Task description
A faithful copy of the entries, without any pictures, is what is needed here.
** Opening Supplied data block **
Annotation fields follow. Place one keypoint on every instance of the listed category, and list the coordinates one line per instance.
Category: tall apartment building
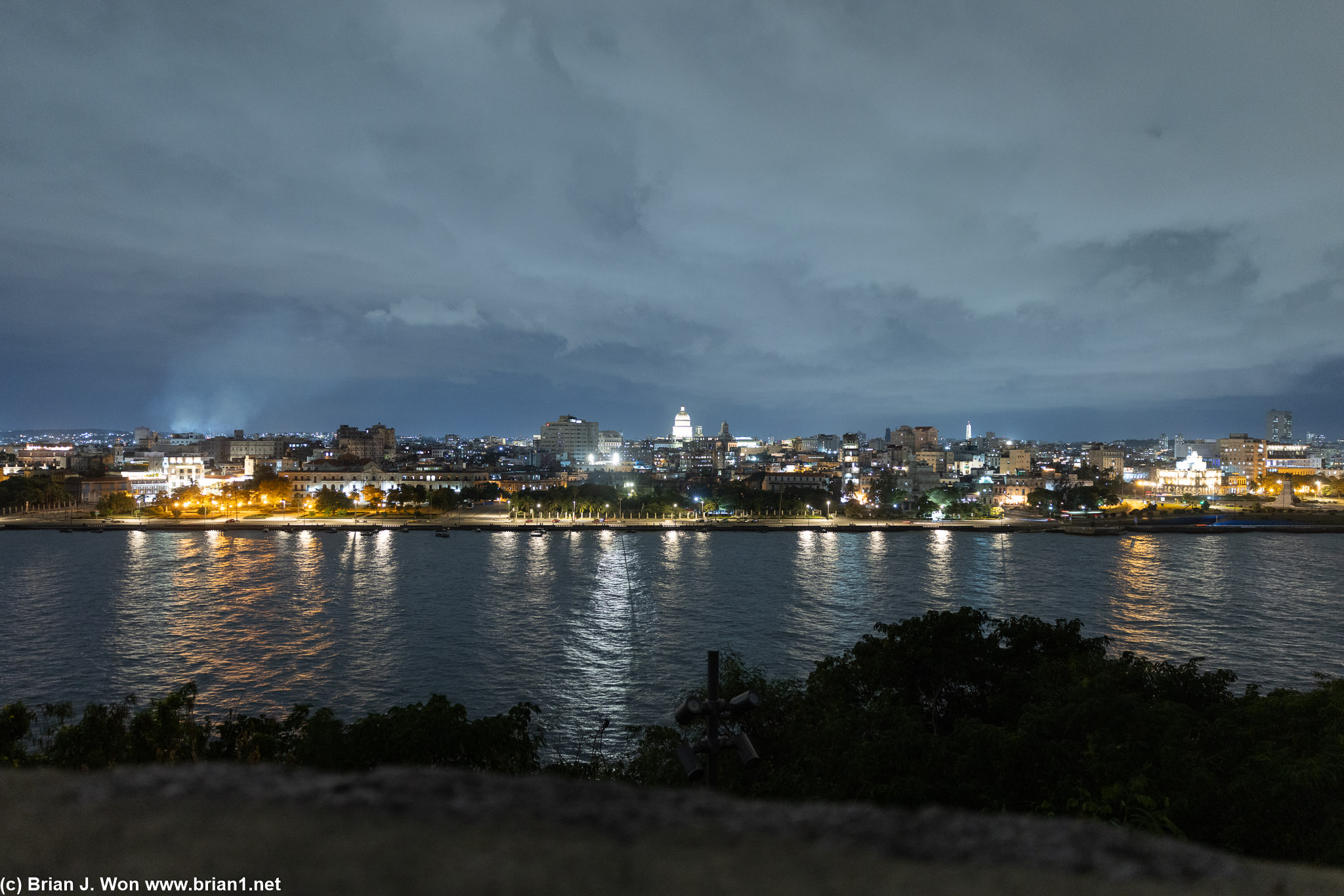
(183, 469)
(1242, 456)
(1015, 461)
(1106, 458)
(375, 443)
(1278, 428)
(608, 443)
(569, 438)
(927, 437)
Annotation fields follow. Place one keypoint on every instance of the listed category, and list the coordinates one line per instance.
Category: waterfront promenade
(492, 520)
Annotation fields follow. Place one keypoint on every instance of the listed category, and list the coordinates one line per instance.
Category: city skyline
(797, 218)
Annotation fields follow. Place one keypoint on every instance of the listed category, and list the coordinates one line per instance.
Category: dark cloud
(801, 215)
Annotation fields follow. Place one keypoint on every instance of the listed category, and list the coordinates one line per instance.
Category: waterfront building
(1295, 460)
(182, 470)
(1192, 476)
(781, 481)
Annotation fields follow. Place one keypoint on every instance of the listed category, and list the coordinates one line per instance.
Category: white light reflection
(942, 577)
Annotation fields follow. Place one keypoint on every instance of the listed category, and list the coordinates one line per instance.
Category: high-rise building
(375, 443)
(609, 445)
(1242, 456)
(1106, 458)
(927, 437)
(1278, 428)
(569, 438)
(682, 425)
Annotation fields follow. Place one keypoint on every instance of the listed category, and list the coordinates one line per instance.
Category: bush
(117, 502)
(1022, 715)
(436, 733)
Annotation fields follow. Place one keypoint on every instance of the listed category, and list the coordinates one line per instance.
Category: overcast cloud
(797, 216)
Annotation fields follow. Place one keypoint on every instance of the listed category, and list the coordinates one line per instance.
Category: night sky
(796, 216)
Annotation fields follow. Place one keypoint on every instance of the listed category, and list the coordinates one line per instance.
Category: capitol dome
(682, 425)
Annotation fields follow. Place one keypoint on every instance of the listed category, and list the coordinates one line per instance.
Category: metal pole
(711, 777)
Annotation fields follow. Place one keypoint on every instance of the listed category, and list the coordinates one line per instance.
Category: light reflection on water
(605, 624)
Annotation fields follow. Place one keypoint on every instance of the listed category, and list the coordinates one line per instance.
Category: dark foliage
(436, 733)
(1022, 715)
(18, 491)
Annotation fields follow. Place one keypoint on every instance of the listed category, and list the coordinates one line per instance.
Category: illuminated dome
(682, 425)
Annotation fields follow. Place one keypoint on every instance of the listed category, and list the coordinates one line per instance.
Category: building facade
(569, 439)
(1278, 426)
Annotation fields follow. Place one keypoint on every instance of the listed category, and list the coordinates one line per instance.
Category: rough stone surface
(138, 819)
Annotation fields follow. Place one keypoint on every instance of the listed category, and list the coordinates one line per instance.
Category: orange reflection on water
(1139, 611)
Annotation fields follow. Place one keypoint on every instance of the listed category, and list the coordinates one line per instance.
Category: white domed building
(682, 425)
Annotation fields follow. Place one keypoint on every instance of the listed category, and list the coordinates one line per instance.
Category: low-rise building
(1192, 476)
(182, 470)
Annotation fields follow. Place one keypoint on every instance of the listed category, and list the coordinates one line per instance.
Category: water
(600, 624)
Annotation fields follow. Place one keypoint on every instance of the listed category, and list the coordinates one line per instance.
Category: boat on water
(1095, 529)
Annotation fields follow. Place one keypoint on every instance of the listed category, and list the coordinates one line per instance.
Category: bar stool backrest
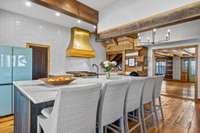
(75, 109)
(134, 94)
(158, 86)
(112, 101)
(148, 91)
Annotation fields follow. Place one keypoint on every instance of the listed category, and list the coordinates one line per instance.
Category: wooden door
(40, 62)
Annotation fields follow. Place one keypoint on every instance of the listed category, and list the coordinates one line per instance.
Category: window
(160, 67)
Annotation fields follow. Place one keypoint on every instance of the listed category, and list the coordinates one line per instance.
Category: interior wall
(17, 30)
(176, 68)
(122, 12)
** Closing Supplied data block **
Output for this exercise
Annotation fields follow. Place one keypoint on every instance of the listed category, and list the coordinates one line per instance.
Category: tall apartment building
(183, 469)
(1242, 456)
(1015, 461)
(1106, 458)
(375, 443)
(1278, 428)
(608, 443)
(569, 438)
(927, 437)
Annotation fields follow. Place one keypoint on every instance of the listed category, and list the coordinates one line per instance.
Category: waterfront promenade
(492, 520)
Annotation fields follow. Place one keypoint on every instance of the listed category, and list the coordinates one line per instance.
Category: city skyline
(797, 218)
Annotation fields follow. Place one keypoint on every instance of the listed category, and list the coordinates one line per instance.
Category: dark cloud
(801, 215)
Annotation fields follow. Place one keypoint on every instance of the listed category, and list the coordinates one line per instance.
Category: waterfront building
(1295, 460)
(182, 470)
(1192, 476)
(781, 481)
Annotation fields follow. Place one keypoint on every instance of the listed category, and list the coordinates one line per instance.
Category: white light reflection
(942, 577)
Annotation fields follow. Place one keypoint on every instance of the listed category, and list the coordinates one line per instance.
Category: high-rise building
(375, 443)
(609, 445)
(1242, 456)
(1106, 458)
(927, 437)
(1278, 428)
(569, 438)
(682, 425)
Annotation fields follow. Place one keypoint on every instance of the listed category, and list the coordinates one line per instance.
Category: bush
(117, 502)
(1022, 715)
(436, 733)
Annotation fields follow. Place one keypoint on every instance of the listed category, and list the coordinates one line per instance.
Category: overcast cloud
(797, 216)
Annotation fields follow. Place one keypoint on every instance of the listed category, and list the coordinates one line per instance.
Category: night sky
(796, 216)
Annotation fields follow. Place one keypoint on every instance of the listed category, and list the coordinates one line per instance.
Category: capitol dome
(682, 425)
Annotation fields follow. Place one keypoint on every instance of the listed category, and list the coordinates one line per instance.
Category: metal pole
(711, 777)
Annotation fields follow. Place one keypoint on every instance of the listed category, and list the coordinates one line per instance.
Category: light reflection on water
(605, 624)
Annotation fields follow. Place one keypoint on every instance of the listed category, and list the coordinates one line per instance.
Category: dark foliage
(436, 733)
(1022, 715)
(18, 491)
Annotation fields follow. Place one keypoint on every instance of the listed category, and list the coordinates one line per instance.
Category: illuminated dome
(682, 425)
Annotation fields follow. Place one keypoint on every instance of the listed category, and list the coordinates one line per instance.
Category: building facade
(569, 439)
(1278, 426)
Annotation fields follow. Place one keypoint on every instance of the listed category, and list the coordinates one line per instance.
Category: rough stone surface
(138, 819)
Annotation fields follow. Place one keypoint on every instance of the listed category, and list the coordinates one line per instance.
Category: orange reflection on water
(1139, 611)
Annotation fields follow. Place one keypoint on every instance of the listed category, and list the coordinates one line per instance.
Category: white domed building
(682, 425)
Annotation fields follow. Place one keypoint on every instance of the listed category, and list the coordinates one line per instance.
Category: low-rise building
(1192, 476)
(182, 470)
Annotation fields follow. Place one keypoint on every instance of the listed category, and list the coordinates one line per instance.
Category: water
(600, 624)
Annotation fields follow. Place one keypoint on every instance of the listed category, and list the coordinates one line per instance.
Category: boat on water
(1095, 529)
Annotation fields follow. Place one keypoint on every instance of the listed category, and list the coordinates one line per instance.
Category: bar stool backrest
(75, 109)
(134, 94)
(158, 86)
(112, 101)
(148, 91)
Annotation fields follow. Place one keypoint on every instance of the listed category, and list the coordinates one line per instance.
Category: wooden door
(40, 62)
Annotation fields follow. Place one keypoint on every instance of the listed category, and list the coordinates one line per instance.
Category: window
(160, 67)
Annotation fields follow. Place one keypoint on every instance of the listed category, and list the coordinates one line per instance.
Category: interior wall
(17, 30)
(176, 68)
(122, 12)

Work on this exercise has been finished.